(Beginning of TASK INPUTS)

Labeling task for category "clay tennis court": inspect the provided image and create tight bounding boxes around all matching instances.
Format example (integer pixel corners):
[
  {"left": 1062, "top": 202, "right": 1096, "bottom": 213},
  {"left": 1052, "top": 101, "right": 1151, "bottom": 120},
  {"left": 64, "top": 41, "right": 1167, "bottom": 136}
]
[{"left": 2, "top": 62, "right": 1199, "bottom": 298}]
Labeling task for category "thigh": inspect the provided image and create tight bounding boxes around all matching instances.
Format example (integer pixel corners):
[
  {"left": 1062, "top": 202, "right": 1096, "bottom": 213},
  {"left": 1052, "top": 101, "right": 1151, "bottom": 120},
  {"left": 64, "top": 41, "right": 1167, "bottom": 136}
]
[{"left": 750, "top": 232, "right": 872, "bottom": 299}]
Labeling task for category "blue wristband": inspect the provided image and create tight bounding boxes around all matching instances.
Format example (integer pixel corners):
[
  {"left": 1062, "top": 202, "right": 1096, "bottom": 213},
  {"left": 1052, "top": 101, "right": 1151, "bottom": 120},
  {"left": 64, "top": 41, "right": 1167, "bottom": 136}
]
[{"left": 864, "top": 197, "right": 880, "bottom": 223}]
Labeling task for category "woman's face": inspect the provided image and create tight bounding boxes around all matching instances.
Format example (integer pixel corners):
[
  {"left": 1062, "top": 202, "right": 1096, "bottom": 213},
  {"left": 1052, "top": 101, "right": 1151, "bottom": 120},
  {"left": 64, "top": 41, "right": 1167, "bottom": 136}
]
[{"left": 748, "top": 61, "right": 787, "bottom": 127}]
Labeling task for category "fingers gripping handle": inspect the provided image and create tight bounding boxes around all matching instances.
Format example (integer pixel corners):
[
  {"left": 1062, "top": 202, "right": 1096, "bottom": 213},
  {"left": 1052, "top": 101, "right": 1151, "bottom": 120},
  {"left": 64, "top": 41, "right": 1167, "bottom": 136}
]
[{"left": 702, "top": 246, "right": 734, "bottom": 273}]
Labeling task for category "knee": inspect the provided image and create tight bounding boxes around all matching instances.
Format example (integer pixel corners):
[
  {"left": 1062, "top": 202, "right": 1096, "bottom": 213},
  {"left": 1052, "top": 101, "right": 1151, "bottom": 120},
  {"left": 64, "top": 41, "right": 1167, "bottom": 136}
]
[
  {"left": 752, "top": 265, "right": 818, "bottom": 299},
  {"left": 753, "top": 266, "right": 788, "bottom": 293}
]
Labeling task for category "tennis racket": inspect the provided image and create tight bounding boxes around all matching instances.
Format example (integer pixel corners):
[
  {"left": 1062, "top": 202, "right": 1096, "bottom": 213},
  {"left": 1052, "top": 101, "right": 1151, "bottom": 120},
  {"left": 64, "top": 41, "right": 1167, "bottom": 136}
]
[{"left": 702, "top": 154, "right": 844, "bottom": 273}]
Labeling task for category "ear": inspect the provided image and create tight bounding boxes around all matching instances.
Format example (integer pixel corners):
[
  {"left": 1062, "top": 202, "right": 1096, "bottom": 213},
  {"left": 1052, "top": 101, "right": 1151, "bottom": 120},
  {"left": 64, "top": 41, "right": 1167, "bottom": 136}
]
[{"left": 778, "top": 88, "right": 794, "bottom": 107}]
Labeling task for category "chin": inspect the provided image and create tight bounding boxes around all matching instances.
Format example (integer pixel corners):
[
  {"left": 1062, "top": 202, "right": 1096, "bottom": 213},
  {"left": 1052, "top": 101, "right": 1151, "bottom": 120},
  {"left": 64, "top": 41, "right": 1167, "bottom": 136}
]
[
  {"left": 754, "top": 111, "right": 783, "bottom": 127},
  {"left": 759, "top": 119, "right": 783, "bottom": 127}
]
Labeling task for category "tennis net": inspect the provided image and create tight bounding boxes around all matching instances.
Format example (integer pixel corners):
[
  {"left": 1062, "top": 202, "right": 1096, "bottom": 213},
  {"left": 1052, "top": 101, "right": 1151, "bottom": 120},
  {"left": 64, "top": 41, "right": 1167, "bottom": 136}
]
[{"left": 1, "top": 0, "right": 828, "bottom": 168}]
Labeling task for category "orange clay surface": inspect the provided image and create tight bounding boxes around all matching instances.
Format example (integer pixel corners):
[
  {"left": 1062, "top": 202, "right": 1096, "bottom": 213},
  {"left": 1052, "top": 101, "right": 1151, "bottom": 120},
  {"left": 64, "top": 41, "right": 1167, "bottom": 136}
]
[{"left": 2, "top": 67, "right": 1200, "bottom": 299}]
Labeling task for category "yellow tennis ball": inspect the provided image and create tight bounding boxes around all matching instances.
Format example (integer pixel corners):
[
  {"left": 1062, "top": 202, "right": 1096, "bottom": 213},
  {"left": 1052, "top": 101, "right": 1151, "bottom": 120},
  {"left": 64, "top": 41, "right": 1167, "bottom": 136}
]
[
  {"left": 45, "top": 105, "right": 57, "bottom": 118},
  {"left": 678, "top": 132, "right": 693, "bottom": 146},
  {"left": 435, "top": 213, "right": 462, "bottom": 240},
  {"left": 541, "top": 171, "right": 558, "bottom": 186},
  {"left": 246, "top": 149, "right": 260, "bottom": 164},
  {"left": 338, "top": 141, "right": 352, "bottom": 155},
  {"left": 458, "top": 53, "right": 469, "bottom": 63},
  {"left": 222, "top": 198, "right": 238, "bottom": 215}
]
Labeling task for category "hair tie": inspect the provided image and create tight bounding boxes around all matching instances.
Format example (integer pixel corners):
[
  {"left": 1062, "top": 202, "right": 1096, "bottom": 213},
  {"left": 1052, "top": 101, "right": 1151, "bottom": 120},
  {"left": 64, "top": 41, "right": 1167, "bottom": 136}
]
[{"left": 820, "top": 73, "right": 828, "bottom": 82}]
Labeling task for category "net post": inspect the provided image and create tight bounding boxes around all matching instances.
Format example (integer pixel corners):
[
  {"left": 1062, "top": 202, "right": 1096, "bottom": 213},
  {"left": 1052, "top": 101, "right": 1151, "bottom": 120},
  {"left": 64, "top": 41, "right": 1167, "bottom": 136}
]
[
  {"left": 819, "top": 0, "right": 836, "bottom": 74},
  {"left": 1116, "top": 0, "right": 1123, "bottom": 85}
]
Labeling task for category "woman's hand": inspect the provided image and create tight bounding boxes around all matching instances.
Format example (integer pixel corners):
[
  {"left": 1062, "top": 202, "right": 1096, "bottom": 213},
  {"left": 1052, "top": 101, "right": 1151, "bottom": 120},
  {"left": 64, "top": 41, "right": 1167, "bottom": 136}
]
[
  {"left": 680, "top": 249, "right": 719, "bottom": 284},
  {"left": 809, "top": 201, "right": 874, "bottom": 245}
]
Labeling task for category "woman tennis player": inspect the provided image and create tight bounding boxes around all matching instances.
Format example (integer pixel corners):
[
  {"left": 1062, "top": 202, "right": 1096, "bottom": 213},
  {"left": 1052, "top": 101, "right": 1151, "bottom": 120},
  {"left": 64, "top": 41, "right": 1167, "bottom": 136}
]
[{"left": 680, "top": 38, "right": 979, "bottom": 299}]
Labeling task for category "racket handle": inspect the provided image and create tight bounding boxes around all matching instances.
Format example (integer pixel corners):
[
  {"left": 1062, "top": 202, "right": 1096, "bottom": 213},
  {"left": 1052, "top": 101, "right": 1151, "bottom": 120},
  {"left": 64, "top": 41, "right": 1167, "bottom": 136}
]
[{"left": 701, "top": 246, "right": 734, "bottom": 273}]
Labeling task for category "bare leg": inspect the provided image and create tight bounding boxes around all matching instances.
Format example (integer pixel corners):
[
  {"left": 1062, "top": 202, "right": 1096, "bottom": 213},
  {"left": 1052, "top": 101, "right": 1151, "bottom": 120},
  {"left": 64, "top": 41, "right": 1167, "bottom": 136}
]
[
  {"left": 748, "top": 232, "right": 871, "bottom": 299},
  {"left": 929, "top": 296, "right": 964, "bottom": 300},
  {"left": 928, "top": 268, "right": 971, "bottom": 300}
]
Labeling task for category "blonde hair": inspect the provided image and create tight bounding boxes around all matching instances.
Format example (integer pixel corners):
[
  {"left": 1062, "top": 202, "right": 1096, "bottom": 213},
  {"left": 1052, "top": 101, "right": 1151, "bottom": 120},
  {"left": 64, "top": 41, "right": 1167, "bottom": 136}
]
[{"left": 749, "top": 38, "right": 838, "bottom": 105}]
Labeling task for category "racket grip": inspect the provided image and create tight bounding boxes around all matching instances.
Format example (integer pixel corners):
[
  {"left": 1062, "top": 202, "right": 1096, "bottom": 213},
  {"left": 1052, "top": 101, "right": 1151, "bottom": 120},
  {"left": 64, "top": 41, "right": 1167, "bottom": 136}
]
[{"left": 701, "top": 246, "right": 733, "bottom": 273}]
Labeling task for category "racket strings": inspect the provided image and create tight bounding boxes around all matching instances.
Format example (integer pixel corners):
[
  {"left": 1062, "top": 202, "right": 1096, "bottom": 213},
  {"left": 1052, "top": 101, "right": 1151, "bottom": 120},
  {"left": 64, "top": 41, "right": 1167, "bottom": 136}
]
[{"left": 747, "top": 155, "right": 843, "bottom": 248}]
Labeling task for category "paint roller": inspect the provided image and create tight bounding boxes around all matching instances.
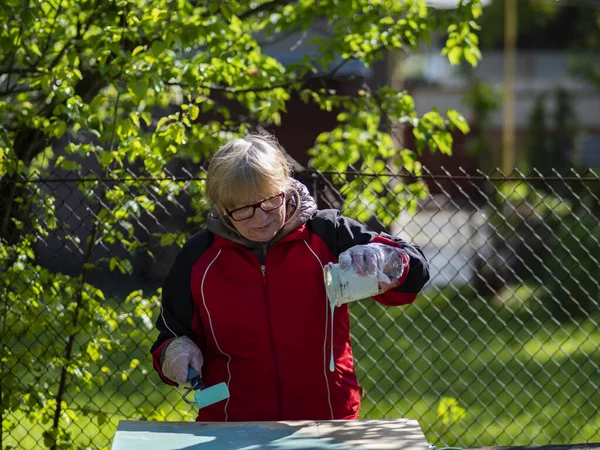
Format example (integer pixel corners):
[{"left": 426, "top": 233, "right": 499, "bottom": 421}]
[{"left": 182, "top": 368, "right": 230, "bottom": 409}]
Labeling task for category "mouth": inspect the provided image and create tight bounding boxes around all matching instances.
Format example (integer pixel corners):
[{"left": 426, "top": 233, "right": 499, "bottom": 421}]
[{"left": 254, "top": 222, "right": 273, "bottom": 232}]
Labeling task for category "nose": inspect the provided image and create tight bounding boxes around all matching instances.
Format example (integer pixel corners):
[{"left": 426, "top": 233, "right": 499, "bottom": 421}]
[{"left": 252, "top": 207, "right": 270, "bottom": 223}]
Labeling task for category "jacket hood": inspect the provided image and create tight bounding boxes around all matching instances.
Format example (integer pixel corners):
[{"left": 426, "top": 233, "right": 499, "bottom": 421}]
[{"left": 206, "top": 179, "right": 317, "bottom": 250}]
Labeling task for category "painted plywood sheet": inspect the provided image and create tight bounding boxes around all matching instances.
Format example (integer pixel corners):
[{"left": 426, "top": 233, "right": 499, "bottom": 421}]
[{"left": 111, "top": 419, "right": 429, "bottom": 450}]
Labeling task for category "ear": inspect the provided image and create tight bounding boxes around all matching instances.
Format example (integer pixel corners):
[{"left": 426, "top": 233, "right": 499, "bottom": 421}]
[{"left": 213, "top": 206, "right": 229, "bottom": 221}]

(End of TASK INPUTS)

▸ **TASK DETAILS**:
In the listing above, find each line with "handle" and copy it.

▸ **YOUR SOLUTION**:
Labeling task for category "fingers gripping handle": inspect the provided image and create tight bounding boxes around all matching instances.
Labeling task for category "racket handle": inspect the provided image and create tight bounding boxes around all matching instances.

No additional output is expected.